Location labeling records:
□ □ □ □ □ □ □

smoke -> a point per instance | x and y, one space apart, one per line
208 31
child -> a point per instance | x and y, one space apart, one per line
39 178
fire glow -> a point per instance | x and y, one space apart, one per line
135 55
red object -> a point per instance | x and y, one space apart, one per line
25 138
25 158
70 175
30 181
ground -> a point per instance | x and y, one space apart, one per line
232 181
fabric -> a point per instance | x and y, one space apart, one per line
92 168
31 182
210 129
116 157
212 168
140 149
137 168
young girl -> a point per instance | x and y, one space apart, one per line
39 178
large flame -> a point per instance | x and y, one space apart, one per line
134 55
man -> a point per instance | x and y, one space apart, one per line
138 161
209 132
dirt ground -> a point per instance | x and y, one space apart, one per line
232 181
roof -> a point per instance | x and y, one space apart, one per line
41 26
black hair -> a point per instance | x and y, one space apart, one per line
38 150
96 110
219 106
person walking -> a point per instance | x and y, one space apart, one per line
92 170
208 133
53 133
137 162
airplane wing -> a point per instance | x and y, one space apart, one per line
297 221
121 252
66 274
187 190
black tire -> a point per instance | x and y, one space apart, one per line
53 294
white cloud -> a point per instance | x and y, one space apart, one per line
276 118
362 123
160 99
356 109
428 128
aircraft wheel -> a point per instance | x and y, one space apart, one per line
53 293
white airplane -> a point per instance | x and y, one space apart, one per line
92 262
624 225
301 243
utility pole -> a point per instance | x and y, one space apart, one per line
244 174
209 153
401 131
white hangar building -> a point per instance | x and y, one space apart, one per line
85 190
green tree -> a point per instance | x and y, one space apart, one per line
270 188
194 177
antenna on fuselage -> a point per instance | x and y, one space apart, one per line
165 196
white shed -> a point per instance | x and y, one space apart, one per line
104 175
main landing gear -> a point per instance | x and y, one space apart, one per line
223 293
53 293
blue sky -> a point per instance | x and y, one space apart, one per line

□ □ □ □ □ □ □

Every entry should be output exactly as written, please.

- **ANSWER BELOW**
smoke -> a point per instance | x and y, one space apart, one per line
208 31
child -> a point per instance | x and y, one space apart, one per line
39 178
fire glow -> a point per instance | x and y, one space apart, one per line
135 55
red object -> a point per instance | x and y, one space apart, one per line
25 138
25 158
70 175
30 181
ground -> a point per instance | x and y, one space apart, one per line
232 181
fabric -> a point per instance | x and y, one space apart, one per line
92 168
31 182
210 129
116 157
212 168
140 149
137 168
young girl -> a point per instance | x and y, one space apart, one per line
39 178
large flame -> a point per instance | x and y, one space apart, one per line
134 55
man -> a point per instance | x and y, one space apart, one per line
138 161
209 132
dirt ground -> a point per instance | x and y, one space apart, one per line
232 181
roof -> a point per instance | x and y, one space apart, one per line
41 26
black hair -> a point per instance | x and y, one space apart, one per line
38 150
96 110
219 106
person walking -> a point per instance | x and y, one space apart, one per line
92 170
208 133
53 133
137 162
airplane wing -> a point per instance | x and y, one space apart, one per line
297 221
121 252
66 274
187 190
black tire -> a point per instance | x and y, one space apart, one per line
53 294
white cloud -> a point per instance | x and y, one space apart, one per line
276 118
362 123
160 99
356 109
428 128
aircraft wheel -> a point per instance | x and y, one space apart, one per line
53 293
white airplane -> a point per instance | x and y, one space apart, one per line
92 262
624 225
301 243
utility pole -> a point per instance | x and y, one space apart, one per line
244 174
209 153
401 131
white hangar building -> a point per instance | x and y, one space apart, one per line
85 190
green tree -> a point per instance | x and y, one space apart, one per line
270 188
194 177
antenna on fuselage -> a point per instance | x and y, one space apart, one per line
165 196
white shed -> a point per instance | x and y, one space apart, one per line
104 175
main landing gear -> a point per instance | x and y, one space apart, one per line
223 293
53 293
blue sky -> a point per instance | x and y, one space apart, one per line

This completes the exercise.